■ TASK GOAL
Write out the records that appear below, verbatim and complete, but without pictures.

■ PROVIDED DATA
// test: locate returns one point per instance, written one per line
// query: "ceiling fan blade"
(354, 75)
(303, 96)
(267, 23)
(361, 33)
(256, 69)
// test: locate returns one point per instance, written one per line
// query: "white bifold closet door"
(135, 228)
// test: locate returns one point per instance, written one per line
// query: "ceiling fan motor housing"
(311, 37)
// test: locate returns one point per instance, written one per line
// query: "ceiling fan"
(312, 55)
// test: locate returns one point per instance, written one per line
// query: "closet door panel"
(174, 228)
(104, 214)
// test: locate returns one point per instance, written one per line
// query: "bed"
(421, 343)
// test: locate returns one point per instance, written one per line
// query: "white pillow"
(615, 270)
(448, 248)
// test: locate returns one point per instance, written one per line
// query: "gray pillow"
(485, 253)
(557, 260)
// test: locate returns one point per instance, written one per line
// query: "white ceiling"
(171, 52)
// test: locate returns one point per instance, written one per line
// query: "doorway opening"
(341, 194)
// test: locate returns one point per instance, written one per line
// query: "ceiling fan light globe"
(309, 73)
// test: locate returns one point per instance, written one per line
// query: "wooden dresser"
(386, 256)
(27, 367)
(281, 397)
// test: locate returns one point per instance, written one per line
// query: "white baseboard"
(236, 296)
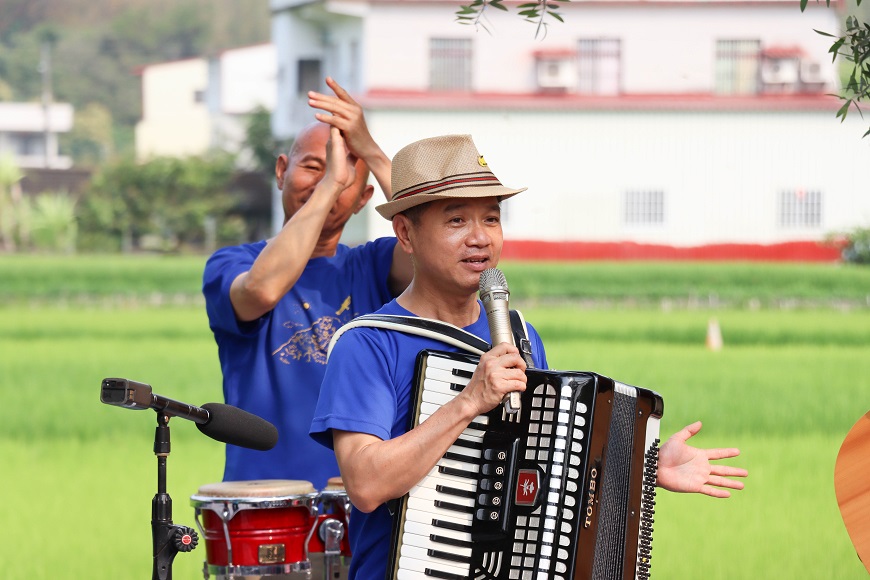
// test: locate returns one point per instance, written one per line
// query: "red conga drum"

■ RESPONSE AREA
// test: locate returns one point per instance, written one per line
// query: "ceiling fan blade"
(354, 75)
(303, 96)
(267, 23)
(361, 33)
(256, 69)
// test: locate returns one point per instance, written one per line
// query: "white bifold closet door"
(135, 228)
// test: locate returns one point per instance, written one per line
// query: "ceiling fan motor housing"
(311, 37)
// test: locate returns one point per instance, written one per line
// query: "ceiling fan"
(312, 55)
// test: locate returns one point per instance, written one per line
// query: "closet door panel"
(174, 228)
(104, 214)
// test: locate returns one point per instance, written one per line
// query: "bed"
(421, 343)
// test: locate returns one point per instance, written one per line
// query: "white pillow"
(615, 270)
(448, 248)
// test: locate returns one point per instance, written one per line
// query: "gray pillow"
(485, 253)
(557, 260)
// test: locate returns one point per instance, written one per line
// query: "white ceiling"
(171, 52)
// test: locate returns one point per instance, written one per line
// query: "doorway opening"
(341, 194)
// test: locate returns one point per instance, written one per line
// query: "ceiling fan light globe"
(309, 73)
// test: locate returns one point per instance, written one per line
// query: "wooden dresser"
(386, 256)
(27, 367)
(281, 397)
// test: locate returns one point per instance, written one per line
// query: "white baseboard"
(236, 296)
// test: locate returns one point per instance, written one per line
// query: "red conga drum"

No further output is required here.